● MATERIALS PROVIDED
>>>

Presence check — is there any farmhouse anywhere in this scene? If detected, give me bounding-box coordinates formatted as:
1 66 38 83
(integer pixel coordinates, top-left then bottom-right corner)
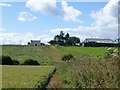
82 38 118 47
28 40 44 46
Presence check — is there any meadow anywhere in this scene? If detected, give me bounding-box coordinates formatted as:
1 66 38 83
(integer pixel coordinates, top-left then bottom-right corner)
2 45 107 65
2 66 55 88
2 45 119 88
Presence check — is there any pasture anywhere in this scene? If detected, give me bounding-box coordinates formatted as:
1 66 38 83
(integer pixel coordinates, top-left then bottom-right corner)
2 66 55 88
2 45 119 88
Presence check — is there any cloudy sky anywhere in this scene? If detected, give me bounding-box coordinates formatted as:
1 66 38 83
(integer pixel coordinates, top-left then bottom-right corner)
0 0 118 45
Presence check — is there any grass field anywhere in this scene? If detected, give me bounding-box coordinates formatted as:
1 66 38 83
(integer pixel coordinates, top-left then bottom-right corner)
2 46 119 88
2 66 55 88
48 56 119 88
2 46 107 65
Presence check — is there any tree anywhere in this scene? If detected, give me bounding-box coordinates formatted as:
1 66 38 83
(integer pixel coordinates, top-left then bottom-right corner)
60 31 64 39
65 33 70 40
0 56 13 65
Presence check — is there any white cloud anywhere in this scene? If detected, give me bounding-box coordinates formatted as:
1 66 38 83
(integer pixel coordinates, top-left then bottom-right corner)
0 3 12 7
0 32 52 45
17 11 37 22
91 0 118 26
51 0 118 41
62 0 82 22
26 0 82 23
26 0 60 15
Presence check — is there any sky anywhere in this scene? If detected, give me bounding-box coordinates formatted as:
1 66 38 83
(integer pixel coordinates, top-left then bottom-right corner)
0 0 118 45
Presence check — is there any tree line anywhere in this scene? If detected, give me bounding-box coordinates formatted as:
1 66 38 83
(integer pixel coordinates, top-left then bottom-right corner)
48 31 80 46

<<<

● WHAT YOU NEED TO DO
Format the entries above as a JSON list of strings, starting at their first line and ending at the line that contains "28 40 44 46", with one string per line. Leave out blank lines and the pictures.

● WRITTEN ANSWER
[
  "Presence check — is there any farmhouse anywhere in this scene? If detected, give me bounding-box coordinates formatted as:",
  "1 66 38 83",
  "(integer pixel coordinates, top-left then bottom-right corner)",
  "82 38 118 47",
  "28 40 44 46"
]